++++ MATERIAL FOR THIS TASK

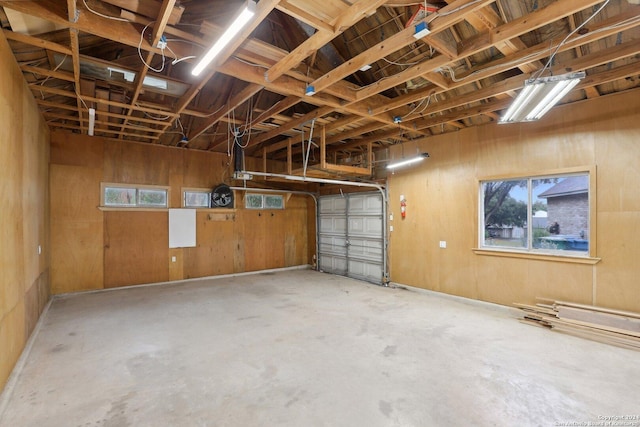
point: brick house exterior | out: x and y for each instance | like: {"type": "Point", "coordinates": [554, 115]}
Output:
{"type": "Point", "coordinates": [568, 205]}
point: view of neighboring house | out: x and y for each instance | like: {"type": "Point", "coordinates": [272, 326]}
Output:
{"type": "Point", "coordinates": [568, 205]}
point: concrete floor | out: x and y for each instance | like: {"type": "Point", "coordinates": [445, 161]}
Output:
{"type": "Point", "coordinates": [301, 348]}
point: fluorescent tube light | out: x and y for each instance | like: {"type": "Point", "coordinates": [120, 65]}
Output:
{"type": "Point", "coordinates": [421, 30]}
{"type": "Point", "coordinates": [410, 161]}
{"type": "Point", "coordinates": [539, 95]}
{"type": "Point", "coordinates": [237, 25]}
{"type": "Point", "coordinates": [92, 121]}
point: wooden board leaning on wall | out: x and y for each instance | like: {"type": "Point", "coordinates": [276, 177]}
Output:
{"type": "Point", "coordinates": [615, 327]}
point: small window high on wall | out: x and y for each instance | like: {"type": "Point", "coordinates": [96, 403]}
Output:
{"type": "Point", "coordinates": [540, 214]}
{"type": "Point", "coordinates": [134, 196]}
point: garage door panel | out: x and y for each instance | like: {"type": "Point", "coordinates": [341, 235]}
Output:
{"type": "Point", "coordinates": [333, 245]}
{"type": "Point", "coordinates": [368, 204]}
{"type": "Point", "coordinates": [351, 236]}
{"type": "Point", "coordinates": [332, 204]}
{"type": "Point", "coordinates": [333, 224]}
{"type": "Point", "coordinates": [365, 248]}
{"type": "Point", "coordinates": [365, 226]}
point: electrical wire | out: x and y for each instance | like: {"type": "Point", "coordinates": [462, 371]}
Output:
{"type": "Point", "coordinates": [408, 64]}
{"type": "Point", "coordinates": [55, 69]}
{"type": "Point", "coordinates": [157, 70]}
{"type": "Point", "coordinates": [553, 55]}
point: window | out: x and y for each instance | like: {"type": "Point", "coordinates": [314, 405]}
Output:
{"type": "Point", "coordinates": [196, 198]}
{"type": "Point", "coordinates": [273, 202]}
{"type": "Point", "coordinates": [546, 214]}
{"type": "Point", "coordinates": [132, 196]}
{"type": "Point", "coordinates": [263, 201]}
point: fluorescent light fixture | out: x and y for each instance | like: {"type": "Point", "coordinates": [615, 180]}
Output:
{"type": "Point", "coordinates": [92, 121]}
{"type": "Point", "coordinates": [235, 27]}
{"type": "Point", "coordinates": [406, 162]}
{"type": "Point", "coordinates": [538, 96]}
{"type": "Point", "coordinates": [421, 30]}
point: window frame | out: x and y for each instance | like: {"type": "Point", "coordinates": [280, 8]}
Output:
{"type": "Point", "coordinates": [137, 206]}
{"type": "Point", "coordinates": [186, 190]}
{"type": "Point", "coordinates": [263, 205]}
{"type": "Point", "coordinates": [533, 253]}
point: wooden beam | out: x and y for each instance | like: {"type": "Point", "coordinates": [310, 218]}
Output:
{"type": "Point", "coordinates": [149, 8]}
{"type": "Point", "coordinates": [356, 12]}
{"type": "Point", "coordinates": [60, 92]}
{"type": "Point", "coordinates": [234, 102]}
{"type": "Point", "coordinates": [304, 16]}
{"type": "Point", "coordinates": [603, 29]}
{"type": "Point", "coordinates": [289, 158]}
{"type": "Point", "coordinates": [457, 11]}
{"type": "Point", "coordinates": [38, 42]}
{"type": "Point", "coordinates": [323, 147]}
{"type": "Point", "coordinates": [292, 124]}
{"type": "Point", "coordinates": [48, 73]}
{"type": "Point", "coordinates": [263, 9]}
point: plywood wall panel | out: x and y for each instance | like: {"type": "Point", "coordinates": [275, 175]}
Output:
{"type": "Point", "coordinates": [618, 272]}
{"type": "Point", "coordinates": [601, 133]}
{"type": "Point", "coordinates": [24, 158]}
{"type": "Point", "coordinates": [12, 339]}
{"type": "Point", "coordinates": [214, 253]}
{"type": "Point", "coordinates": [77, 256]}
{"type": "Point", "coordinates": [76, 229]}
{"type": "Point", "coordinates": [76, 150]}
{"type": "Point", "coordinates": [136, 248]}
{"type": "Point", "coordinates": [176, 264]}
{"type": "Point", "coordinates": [257, 245]}
{"type": "Point", "coordinates": [295, 238]}
{"type": "Point", "coordinates": [136, 163]}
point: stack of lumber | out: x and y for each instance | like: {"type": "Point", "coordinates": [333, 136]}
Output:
{"type": "Point", "coordinates": [620, 328]}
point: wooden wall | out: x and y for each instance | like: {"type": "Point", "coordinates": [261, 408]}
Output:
{"type": "Point", "coordinates": [442, 204]}
{"type": "Point", "coordinates": [96, 249]}
{"type": "Point", "coordinates": [24, 156]}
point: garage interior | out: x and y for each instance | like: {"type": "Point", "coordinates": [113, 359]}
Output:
{"type": "Point", "coordinates": [241, 232]}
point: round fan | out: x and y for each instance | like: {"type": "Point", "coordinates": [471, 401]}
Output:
{"type": "Point", "coordinates": [222, 197]}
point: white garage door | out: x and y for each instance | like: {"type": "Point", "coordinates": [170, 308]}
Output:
{"type": "Point", "coordinates": [350, 236]}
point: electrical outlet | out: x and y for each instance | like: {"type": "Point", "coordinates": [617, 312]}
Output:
{"type": "Point", "coordinates": [162, 43]}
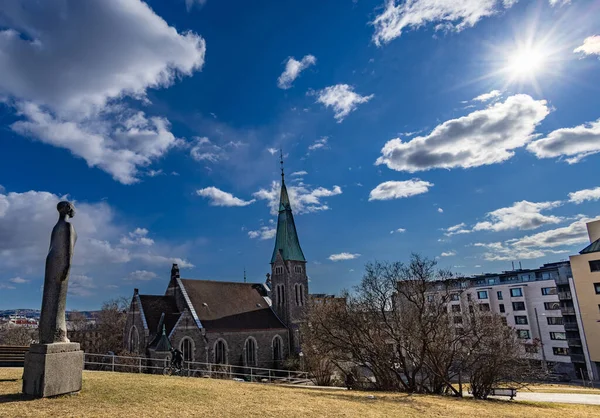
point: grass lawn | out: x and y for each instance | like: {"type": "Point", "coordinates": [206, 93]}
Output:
{"type": "Point", "coordinates": [133, 395]}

++++++++

AIM OF THE TASK: Repeat exactly the lines above, from the line containing "point: plywood wall" through the last line of the records, inclusive; omit any pictures.

RESPONSE TO THIS EXERCISE:
point: plywood wall panel | out: x and y for each instance | like: {"type": "Point", "coordinates": [275, 175]}
Output:
{"type": "Point", "coordinates": [618, 272]}
{"type": "Point", "coordinates": [601, 133]}
{"type": "Point", "coordinates": [24, 158]}
{"type": "Point", "coordinates": [12, 339]}
{"type": "Point", "coordinates": [214, 253]}
{"type": "Point", "coordinates": [77, 256]}
{"type": "Point", "coordinates": [76, 229]}
{"type": "Point", "coordinates": [76, 150]}
{"type": "Point", "coordinates": [136, 248]}
{"type": "Point", "coordinates": [176, 264]}
{"type": "Point", "coordinates": [257, 245]}
{"type": "Point", "coordinates": [295, 238]}
{"type": "Point", "coordinates": [136, 163]}
point: stack of lumber | out: x and y for each instance | like: {"type": "Point", "coordinates": [333, 136]}
Output:
{"type": "Point", "coordinates": [620, 328]}
point: wooden wall | out: x and y for each instance | like: {"type": "Point", "coordinates": [261, 408]}
Output:
{"type": "Point", "coordinates": [442, 204]}
{"type": "Point", "coordinates": [96, 249]}
{"type": "Point", "coordinates": [24, 156]}
point: garage interior | out: x and y for each instance | like: {"type": "Point", "coordinates": [113, 359]}
Output:
{"type": "Point", "coordinates": [241, 232]}
point: round fan | out: x and y for each instance | like: {"type": "Point", "coordinates": [471, 401]}
Output:
{"type": "Point", "coordinates": [222, 197]}
point: white garage door | out: x and y for each instance | like: {"type": "Point", "coordinates": [170, 308]}
Output:
{"type": "Point", "coordinates": [350, 236]}
point: electrical outlet | out: x and y for each instance | like: {"type": "Point", "coordinates": [617, 312]}
Output:
{"type": "Point", "coordinates": [162, 43]}
point: grass lawn | out: x and y for each instance | like: {"type": "Point", "coordinates": [206, 93]}
Output:
{"type": "Point", "coordinates": [133, 395]}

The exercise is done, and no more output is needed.